Return the following lines exactly as they are, all of them, with no changes.

(Items listed in a dataset)
——————
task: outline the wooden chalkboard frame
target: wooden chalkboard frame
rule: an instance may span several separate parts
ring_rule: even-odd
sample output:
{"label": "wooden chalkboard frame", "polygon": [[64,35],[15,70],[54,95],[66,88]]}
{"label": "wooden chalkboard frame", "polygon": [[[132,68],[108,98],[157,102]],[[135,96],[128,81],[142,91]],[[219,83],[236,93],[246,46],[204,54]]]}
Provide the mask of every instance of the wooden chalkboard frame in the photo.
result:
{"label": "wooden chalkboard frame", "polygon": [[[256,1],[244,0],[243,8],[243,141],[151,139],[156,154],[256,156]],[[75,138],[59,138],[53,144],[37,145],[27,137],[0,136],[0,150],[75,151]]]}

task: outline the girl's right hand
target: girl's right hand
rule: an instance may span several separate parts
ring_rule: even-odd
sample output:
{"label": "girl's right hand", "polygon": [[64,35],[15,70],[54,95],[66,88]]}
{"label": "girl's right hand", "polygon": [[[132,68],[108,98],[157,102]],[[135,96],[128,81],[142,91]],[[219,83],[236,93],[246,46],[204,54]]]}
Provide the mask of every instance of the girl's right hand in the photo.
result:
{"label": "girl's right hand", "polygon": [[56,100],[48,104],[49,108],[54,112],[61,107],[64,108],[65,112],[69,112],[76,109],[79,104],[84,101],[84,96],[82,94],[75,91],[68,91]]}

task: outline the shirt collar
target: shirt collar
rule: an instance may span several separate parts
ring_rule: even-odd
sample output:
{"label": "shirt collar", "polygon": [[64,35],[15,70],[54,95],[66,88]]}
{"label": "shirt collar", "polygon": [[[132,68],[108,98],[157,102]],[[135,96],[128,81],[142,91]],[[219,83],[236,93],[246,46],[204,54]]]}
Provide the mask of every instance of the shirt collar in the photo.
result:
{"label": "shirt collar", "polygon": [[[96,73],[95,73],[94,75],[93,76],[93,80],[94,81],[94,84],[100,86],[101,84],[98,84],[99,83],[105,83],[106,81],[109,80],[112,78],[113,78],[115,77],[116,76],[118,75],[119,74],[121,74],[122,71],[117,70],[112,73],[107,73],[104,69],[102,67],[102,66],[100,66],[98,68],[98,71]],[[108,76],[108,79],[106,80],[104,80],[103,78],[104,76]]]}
——————
> _Full response_
task: outline the wooden chalkboard frame
target: wooden chalkboard frame
rule: an instance may span several separate parts
ring_rule: even-odd
sample output:
{"label": "wooden chalkboard frame", "polygon": [[64,35],[15,70],[54,95],[66,88]]}
{"label": "wooden chalkboard frame", "polygon": [[[132,68],[108,98],[157,102]],[[135,96],[128,81],[142,91]],[[219,83],[236,93],[246,46],[204,54]]]}
Provide the mask of every instance of the wooden chalkboard frame in the photo.
result:
{"label": "wooden chalkboard frame", "polygon": [[[256,1],[244,0],[243,8],[243,141],[151,139],[156,154],[256,156]],[[75,138],[59,138],[53,144],[37,145],[27,137],[0,136],[0,150],[75,151]]]}

task: outline the girl's right hand
target: girl's right hand
rule: an instance may span several separate parts
ring_rule: even-odd
sample output:
{"label": "girl's right hand", "polygon": [[64,35],[15,70],[54,95],[66,88]]}
{"label": "girl's right hand", "polygon": [[[132,68],[108,98],[157,102]],[[135,96],[128,81],[142,91]],[[219,83],[236,93],[246,46],[204,54]]]}
Provide the mask of every instance of the girl's right hand in the photo.
result:
{"label": "girl's right hand", "polygon": [[56,100],[48,104],[49,108],[54,112],[61,107],[64,108],[65,112],[69,112],[76,109],[79,104],[84,101],[84,96],[82,94],[75,91],[68,91]]}

task: outline the shirt collar
target: shirt collar
rule: an instance may span several separate parts
ring_rule: even-odd
sample output:
{"label": "shirt collar", "polygon": [[64,35],[15,70],[54,95],[66,88]]}
{"label": "shirt collar", "polygon": [[[132,68],[108,98],[157,102]],[[135,96],[128,81],[142,91]],[[219,83],[236,93],[246,46],[204,54]]]}
Provide the mask of every instance of the shirt collar in the photo.
result:
{"label": "shirt collar", "polygon": [[[96,73],[95,73],[94,75],[93,76],[93,80],[94,81],[94,84],[100,86],[101,84],[98,84],[99,83],[105,83],[106,81],[109,80],[112,78],[113,78],[115,77],[116,76],[118,75],[119,74],[121,74],[122,71],[117,70],[112,73],[107,73],[104,69],[102,67],[102,66],[100,66],[98,68],[98,71]],[[108,76],[108,79],[106,80],[104,80],[103,78],[104,76]]]}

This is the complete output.